=== WORK REQUIRED ===
Pictures stay out, but every line of the data is copied exactly.
--- EXTRACTED INFORMATION Enclosed Below ---
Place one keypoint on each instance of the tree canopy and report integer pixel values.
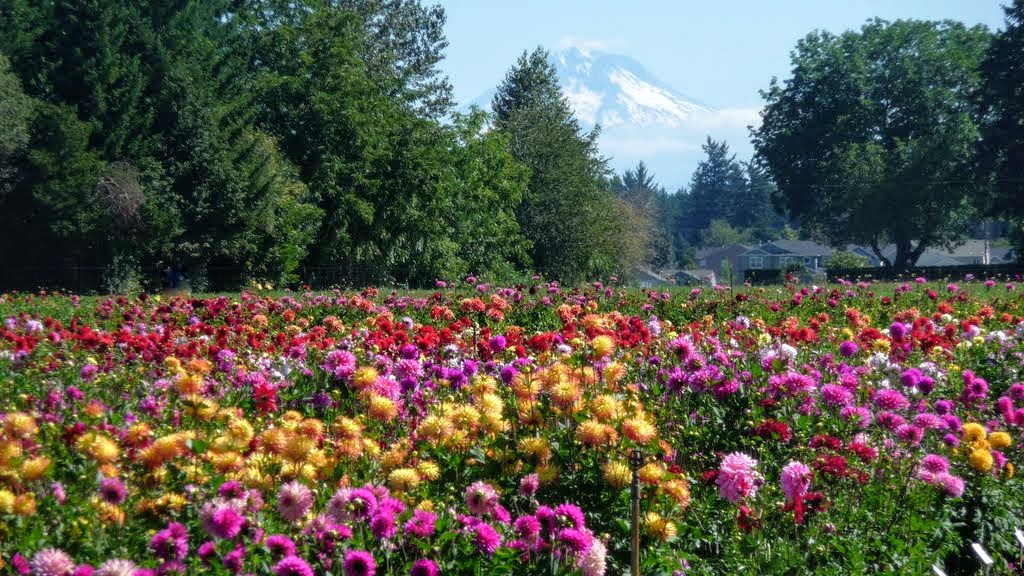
(871, 138)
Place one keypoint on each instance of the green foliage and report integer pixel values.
(15, 116)
(577, 227)
(871, 138)
(724, 189)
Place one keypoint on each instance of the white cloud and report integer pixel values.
(588, 45)
(585, 101)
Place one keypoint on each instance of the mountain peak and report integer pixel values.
(641, 117)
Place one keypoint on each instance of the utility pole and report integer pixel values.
(985, 258)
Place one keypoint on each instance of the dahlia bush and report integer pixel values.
(844, 429)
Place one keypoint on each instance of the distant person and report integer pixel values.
(170, 277)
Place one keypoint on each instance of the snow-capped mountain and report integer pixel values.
(642, 117)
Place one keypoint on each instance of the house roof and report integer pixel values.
(802, 247)
(698, 274)
(702, 253)
(792, 247)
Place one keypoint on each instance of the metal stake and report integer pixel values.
(636, 460)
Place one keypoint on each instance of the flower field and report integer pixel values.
(855, 428)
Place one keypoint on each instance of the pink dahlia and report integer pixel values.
(796, 480)
(737, 478)
(294, 501)
(480, 498)
(359, 563)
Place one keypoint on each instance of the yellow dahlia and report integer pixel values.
(981, 460)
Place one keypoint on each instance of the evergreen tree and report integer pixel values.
(569, 214)
(1001, 151)
(717, 191)
(15, 118)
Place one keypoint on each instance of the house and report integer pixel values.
(782, 253)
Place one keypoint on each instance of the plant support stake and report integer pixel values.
(636, 460)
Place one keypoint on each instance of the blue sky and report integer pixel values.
(720, 52)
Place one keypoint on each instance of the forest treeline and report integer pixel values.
(267, 137)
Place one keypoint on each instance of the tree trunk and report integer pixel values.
(902, 258)
(878, 252)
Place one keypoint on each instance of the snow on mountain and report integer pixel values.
(641, 117)
(614, 90)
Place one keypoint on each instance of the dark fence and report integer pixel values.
(89, 279)
(888, 274)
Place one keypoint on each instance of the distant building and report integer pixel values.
(695, 278)
(782, 253)
(646, 278)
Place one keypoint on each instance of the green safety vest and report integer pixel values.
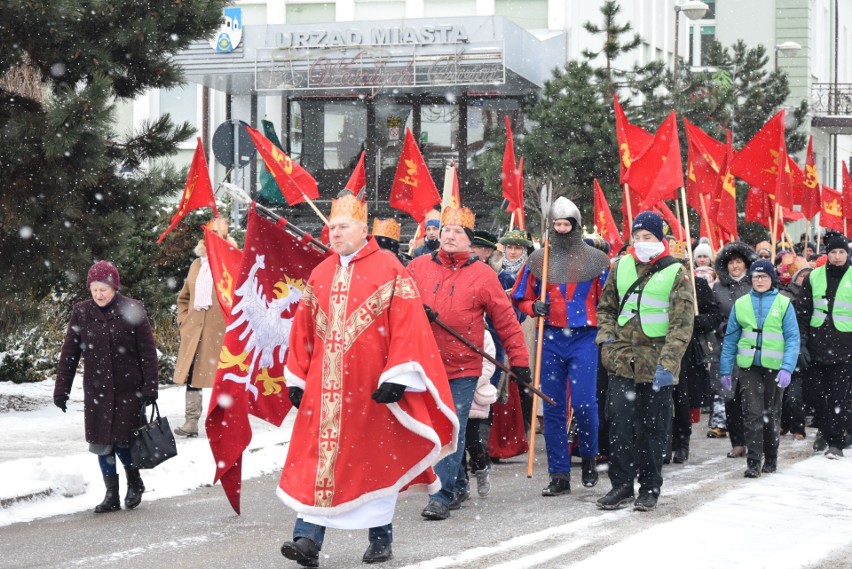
(651, 302)
(769, 340)
(841, 311)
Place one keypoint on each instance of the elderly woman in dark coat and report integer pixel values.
(113, 336)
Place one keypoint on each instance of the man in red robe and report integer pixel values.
(375, 410)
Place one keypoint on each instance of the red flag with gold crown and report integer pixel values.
(632, 141)
(197, 191)
(250, 379)
(224, 260)
(811, 203)
(831, 214)
(413, 190)
(296, 183)
(605, 223)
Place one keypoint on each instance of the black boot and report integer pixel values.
(590, 472)
(753, 469)
(135, 488)
(111, 501)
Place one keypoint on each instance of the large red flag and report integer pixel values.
(763, 162)
(632, 141)
(657, 173)
(847, 193)
(605, 223)
(225, 261)
(705, 156)
(357, 183)
(831, 214)
(726, 212)
(811, 203)
(197, 191)
(250, 378)
(296, 183)
(413, 190)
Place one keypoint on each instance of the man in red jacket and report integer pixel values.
(460, 289)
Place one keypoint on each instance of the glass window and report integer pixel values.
(379, 9)
(310, 13)
(529, 14)
(486, 123)
(181, 103)
(445, 8)
(327, 135)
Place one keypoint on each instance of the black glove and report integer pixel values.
(804, 360)
(389, 392)
(61, 401)
(522, 375)
(541, 308)
(295, 396)
(430, 314)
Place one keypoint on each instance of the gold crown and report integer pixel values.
(349, 206)
(386, 228)
(458, 216)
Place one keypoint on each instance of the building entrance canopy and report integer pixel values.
(488, 54)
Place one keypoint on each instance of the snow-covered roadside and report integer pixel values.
(46, 469)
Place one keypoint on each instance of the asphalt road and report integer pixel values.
(514, 527)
--- End of Enclosed EXTRACTED INFORMATION ---
=== SOLUTION ===
Place one keypoint on each instance of the tree canopy and report integer pixel values.
(871, 138)
Place one keypoint on each instance of the green foliage and report integer pixel values.
(15, 116)
(577, 227)
(871, 138)
(724, 189)
Place one keypoint on each instance of the white cloud and report integer pixel values.
(588, 45)
(585, 101)
Place one keypoint on each instance of the mountain peak and report integer pixel values.
(641, 117)
Place one keypoint on each instance of the utility pole and report integer pixel values.
(985, 258)
Place one keypoint on each instance of the dahlia bush and report integer pixel values.
(844, 429)
Place one keypoint on each instance of the distant person and report integer pixel values.
(170, 277)
Place one keypoint on each instance of the snow-capped mountain and report integer pixel values.
(642, 117)
Place one keypoint on each instance of the house roof and report integer pixel values.
(802, 247)
(698, 274)
(702, 253)
(792, 247)
Place one keypoint on each instance of the metal stake and report integer pixel values.
(636, 460)
Place one keypoint on each instance of the flower field and report integer pixel values.
(855, 428)
Place one keypoint on each instance of the pink dahlia and report integer pixel values.
(796, 480)
(737, 478)
(294, 501)
(480, 498)
(359, 563)
Place one keypoint on each instance of the yellow dahlia and report integer pixel values.
(981, 460)
Place one keypoint on each instance of the evergreen tree and report integer pixel values.
(569, 214)
(1001, 151)
(717, 191)
(15, 118)
Place one keypoint on each instance of the house and report integer pixel values.
(782, 253)
Place one keypoint on each instance of the plant support stake and report integer pixel values.
(636, 460)
Place one keypoint on each instance of the blue sky and report integer pixel values.
(720, 52)
Place one keypoint on each instance of the forest treeline and report integer pixel values.
(267, 137)
Place one keypoint on each instance of the tree trunk and report integer pixel values.
(902, 258)
(878, 252)
Place one keypoint on each instance of the snow on mountain and report integer pixel values.
(641, 117)
(614, 90)
Place one keypoint on each instance of the dark fence and report integer pixel values.
(89, 279)
(888, 274)
Place one keypoint on each instance of the distant building and report integer pixel values.
(695, 278)
(782, 253)
(646, 278)
Place one keypoint on each instance of the green safety vest and report integer pixel values.
(651, 302)
(769, 340)
(841, 311)
Place one keypoint on each instance of the elderly woman in dark coat and report integer pixel values.
(113, 336)
Place one keypoint on each instance of the man in red robe and report integer pixel values.
(375, 410)
Place one keypoint on each instance of the red flag with gold crown and report integer pixel values.
(632, 141)
(197, 191)
(250, 379)
(224, 260)
(811, 203)
(831, 214)
(413, 190)
(296, 183)
(605, 223)
Place one keypoint on each instance of the black boot and report integer pixel values.
(590, 472)
(753, 469)
(135, 488)
(111, 501)
Place one keypoint on each instance of the large red flag and report integer pixel values.
(763, 162)
(632, 141)
(657, 173)
(847, 193)
(605, 223)
(225, 261)
(705, 156)
(357, 183)
(831, 214)
(726, 212)
(811, 203)
(197, 191)
(250, 378)
(296, 183)
(413, 190)
Place one keypoint on each instance of the man in red jacket and report integer pixel values.
(460, 289)
Place one keypoint on each instance of the glass window and report integer pixel values.
(379, 9)
(310, 13)
(529, 14)
(486, 123)
(181, 103)
(445, 8)
(327, 135)
Place one keypoint on each instance of the black glove and report integer pixel values.
(804, 360)
(389, 392)
(61, 401)
(522, 375)
(541, 308)
(295, 396)
(430, 314)
Place one keypoint on each instance of the gold crown and report integer pixel values.
(349, 206)
(386, 228)
(458, 216)
Place one keypoint on each instance of the building entrance canopy and report integer pixel values.
(488, 54)
Place one keypoint on each instance of the snow-covered roadside and report integer pixel values.
(46, 469)
Place one keypoint on each instance of the asphalt road and report integer pixel values.
(514, 527)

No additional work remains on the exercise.